(Records excerpted from a collection)
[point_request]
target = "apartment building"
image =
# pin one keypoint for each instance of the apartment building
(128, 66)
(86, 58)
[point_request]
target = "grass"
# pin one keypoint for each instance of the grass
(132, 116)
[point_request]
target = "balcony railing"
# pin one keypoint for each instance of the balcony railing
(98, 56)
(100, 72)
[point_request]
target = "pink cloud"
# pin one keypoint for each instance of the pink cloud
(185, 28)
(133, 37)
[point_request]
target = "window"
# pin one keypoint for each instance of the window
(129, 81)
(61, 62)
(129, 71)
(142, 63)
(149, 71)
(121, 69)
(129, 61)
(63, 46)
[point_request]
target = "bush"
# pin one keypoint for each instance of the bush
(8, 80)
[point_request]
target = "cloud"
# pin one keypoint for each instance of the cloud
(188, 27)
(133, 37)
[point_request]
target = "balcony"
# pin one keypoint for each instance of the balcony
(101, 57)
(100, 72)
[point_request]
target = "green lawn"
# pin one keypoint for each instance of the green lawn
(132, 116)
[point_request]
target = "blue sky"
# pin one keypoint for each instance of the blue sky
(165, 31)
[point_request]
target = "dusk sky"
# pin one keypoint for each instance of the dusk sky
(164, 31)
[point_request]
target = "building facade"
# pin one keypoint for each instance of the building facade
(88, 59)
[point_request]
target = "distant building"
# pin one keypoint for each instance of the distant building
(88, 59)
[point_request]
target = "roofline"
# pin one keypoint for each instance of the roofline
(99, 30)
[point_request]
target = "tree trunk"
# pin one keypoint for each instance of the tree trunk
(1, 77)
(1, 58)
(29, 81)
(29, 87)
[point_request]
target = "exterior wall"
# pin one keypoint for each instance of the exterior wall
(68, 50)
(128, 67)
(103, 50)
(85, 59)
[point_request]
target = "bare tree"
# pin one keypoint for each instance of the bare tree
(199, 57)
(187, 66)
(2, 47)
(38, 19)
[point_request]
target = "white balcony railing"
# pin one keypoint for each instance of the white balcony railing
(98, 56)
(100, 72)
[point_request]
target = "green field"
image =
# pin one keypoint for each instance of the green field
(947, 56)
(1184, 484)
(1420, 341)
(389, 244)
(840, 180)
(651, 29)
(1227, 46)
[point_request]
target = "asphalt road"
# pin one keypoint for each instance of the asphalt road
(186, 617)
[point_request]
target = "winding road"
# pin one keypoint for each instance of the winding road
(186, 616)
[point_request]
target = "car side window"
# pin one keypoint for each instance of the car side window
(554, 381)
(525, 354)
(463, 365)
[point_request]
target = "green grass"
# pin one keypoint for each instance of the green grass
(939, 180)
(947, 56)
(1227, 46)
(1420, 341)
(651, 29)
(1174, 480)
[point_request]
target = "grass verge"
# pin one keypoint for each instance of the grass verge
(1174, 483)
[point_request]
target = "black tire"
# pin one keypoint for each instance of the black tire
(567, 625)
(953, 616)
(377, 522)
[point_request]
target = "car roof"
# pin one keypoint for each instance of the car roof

## AIM OF THE EXERCISE
Output the line containing "# pin one keypoint for each instance of the grass verge" together with all later lines of the entries, exactly as written, through the final line.

## RESULT
# pin one keypoint for each instance of the grass verge
(1174, 483)
[point_request]
target = "black tire"
# pin one keypoint for each instance of the black tire
(567, 625)
(953, 616)
(377, 522)
[point_request]
target = "car roof"
# pin one keypoint for each instance of the car roof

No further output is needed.